__INSTRUCTIONS FOR THE TASK__
Which lines in the records below contain the word "every"? Return each one in full, counting a match only when the case is the same.

__DATASET EXCERPTS__
━━━━━━
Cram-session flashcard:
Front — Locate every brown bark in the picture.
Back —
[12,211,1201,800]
━━━━━━
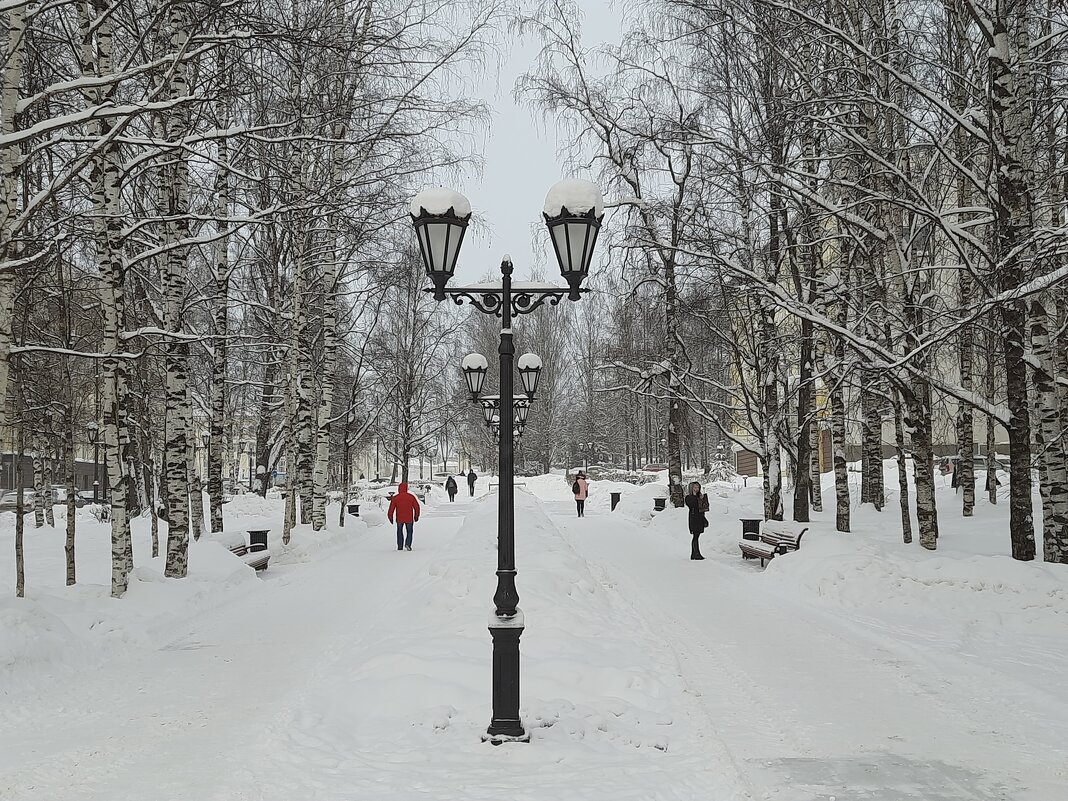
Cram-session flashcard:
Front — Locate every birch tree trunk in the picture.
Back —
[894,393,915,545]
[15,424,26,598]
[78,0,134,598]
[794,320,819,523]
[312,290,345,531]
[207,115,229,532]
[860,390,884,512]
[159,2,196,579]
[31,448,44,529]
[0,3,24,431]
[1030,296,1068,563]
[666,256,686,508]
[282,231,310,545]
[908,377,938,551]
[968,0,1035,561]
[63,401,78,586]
━━━━━━
__ANSWER FOR THE TASK__
Front — Locate every brown bark in the picture.
Front — Locate every birch tree trunk in the picture.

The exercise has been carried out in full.